→ **Extrait du document**
----

PSE et SND, deux frères siamois ? Par Abdou Latif Coulibaly


Après le Plan Sénégal Emergent (PSE), place à la Stratégie Nationale de Développement (SND). Le document conceptuel qui le porte sera rendu public ce jeudi 26 septembre 2024. Il est identifié comme étant le projet gouvernemental de PASTEF. Il pointe, enfin, le bout du nez. On peut maintenant matériellement le saisir, au-delà de simples pétitions de principes, de professions de foi et de déclarations politiques, tous azimuts. Quelques grandes lignes de force de ce projet sont révélées par la presse. Je rédige ce texte à la lumière de ce qu’en a dit la presse nationale dans ses parutions du mercredi 25 septembre.

----

→ **Données fournies**

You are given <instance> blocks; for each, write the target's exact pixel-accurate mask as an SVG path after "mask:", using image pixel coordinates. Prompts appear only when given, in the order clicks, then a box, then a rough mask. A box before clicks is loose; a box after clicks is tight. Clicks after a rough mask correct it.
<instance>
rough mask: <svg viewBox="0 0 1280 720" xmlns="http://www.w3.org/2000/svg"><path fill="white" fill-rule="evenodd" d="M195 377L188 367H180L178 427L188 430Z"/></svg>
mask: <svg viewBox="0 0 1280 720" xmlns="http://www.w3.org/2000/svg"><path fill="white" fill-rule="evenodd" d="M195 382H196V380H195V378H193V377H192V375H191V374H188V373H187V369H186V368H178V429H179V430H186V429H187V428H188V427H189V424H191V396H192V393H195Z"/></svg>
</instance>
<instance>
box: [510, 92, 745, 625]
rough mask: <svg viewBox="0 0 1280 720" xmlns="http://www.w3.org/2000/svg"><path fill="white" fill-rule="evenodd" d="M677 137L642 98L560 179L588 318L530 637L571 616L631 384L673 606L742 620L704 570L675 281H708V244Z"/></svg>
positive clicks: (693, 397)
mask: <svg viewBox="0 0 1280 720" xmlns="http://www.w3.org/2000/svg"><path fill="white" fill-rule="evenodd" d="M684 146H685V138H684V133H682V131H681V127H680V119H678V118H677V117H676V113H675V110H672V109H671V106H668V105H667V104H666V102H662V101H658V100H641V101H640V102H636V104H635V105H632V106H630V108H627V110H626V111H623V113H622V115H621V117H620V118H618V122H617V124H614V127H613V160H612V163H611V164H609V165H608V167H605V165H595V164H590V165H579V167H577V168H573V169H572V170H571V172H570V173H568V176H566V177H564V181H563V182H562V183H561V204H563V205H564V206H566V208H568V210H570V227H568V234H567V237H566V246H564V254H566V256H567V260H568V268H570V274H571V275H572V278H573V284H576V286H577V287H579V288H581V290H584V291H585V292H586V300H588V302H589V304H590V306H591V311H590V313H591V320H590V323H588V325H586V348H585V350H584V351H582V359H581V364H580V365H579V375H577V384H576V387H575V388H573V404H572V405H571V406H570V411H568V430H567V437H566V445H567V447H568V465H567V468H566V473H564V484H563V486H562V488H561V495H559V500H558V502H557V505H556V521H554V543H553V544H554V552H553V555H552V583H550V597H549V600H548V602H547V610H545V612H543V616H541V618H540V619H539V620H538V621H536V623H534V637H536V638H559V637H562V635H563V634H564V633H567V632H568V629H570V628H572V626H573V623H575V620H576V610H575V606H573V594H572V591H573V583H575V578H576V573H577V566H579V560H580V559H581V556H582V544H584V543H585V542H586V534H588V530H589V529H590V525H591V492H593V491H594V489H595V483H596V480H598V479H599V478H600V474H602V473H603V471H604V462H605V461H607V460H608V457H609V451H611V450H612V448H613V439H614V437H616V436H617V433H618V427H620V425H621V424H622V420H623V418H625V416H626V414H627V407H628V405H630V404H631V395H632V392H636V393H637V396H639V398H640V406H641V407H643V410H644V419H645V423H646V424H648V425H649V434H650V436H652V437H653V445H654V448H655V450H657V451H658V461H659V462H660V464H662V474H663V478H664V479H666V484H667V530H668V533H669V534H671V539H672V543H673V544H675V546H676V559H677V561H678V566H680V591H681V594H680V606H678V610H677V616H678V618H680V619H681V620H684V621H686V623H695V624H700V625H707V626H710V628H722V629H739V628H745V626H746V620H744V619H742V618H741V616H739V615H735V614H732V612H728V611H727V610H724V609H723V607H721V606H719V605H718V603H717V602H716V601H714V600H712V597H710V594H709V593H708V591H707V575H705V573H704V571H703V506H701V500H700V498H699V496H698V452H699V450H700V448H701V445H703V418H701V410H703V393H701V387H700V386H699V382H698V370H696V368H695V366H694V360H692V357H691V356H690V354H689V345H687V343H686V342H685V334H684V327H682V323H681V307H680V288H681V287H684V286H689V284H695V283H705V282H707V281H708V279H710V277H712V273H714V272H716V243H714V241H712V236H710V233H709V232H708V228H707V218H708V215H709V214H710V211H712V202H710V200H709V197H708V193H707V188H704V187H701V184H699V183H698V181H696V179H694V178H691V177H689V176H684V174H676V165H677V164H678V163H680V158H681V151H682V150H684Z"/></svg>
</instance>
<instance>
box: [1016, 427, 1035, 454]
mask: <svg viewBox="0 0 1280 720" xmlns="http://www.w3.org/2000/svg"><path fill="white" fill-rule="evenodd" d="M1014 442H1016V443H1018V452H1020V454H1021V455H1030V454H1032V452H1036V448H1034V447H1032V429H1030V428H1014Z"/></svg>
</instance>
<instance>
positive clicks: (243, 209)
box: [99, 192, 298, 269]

----

→ **Travail demandé**
1. Traduisez en anglais la phrase suivante, tirée du texte sur la Stratégie Nationale de Développement : « Quelques grandes lignes de force de ce projet sont révélées par la presse. »
2. Poursuivez le texte sur la Stratégie Nationale de Développement après sa dernière phrase.
Les entrées n'ont aucun rôle dans ce travail.

→ **Réponses par tâche**
1. Some of the main thrusts of this project have been revealed by the press.

2.
Ce projet se présente dans un cadrage précis et chiffré. Il est surtout articulé autour d’une vision et d’axes d’intervention clairement identifiés. On peut maintenant passer à une autre étape : la présentation d’une Déclaration de Politique Générale (DPG) et le vote d’une loi de finances initiale, pour commencer la mise en œuvre du Premier Plan des Actions prioritaires (PAP), proposé par l’Etat, pour un financement de 18496 milliards FCFA. Seulement, il va falloir attendre l’installation de la prochaine législature le 17 novembre prochain, pour réaliser le travail préalable qui conditionne la mise en œuvre de cette Stratégie Nationale de Développement (SND). Nous ne ferons pas l’insulte aux nouvelles autorités, en prétendant que le nouveau référentiel des politiques publiques est une pâle copie du contenu du Plan Sénégal Emergent. Ce ne serait pas juste, encore moins honnête de dire cela. On peut cependant admettre que la conception de ce nouveau référentiel ne dépare pas trop la vision et l’orientation globale des deux premiers plans d’actions prioritaires du PSE.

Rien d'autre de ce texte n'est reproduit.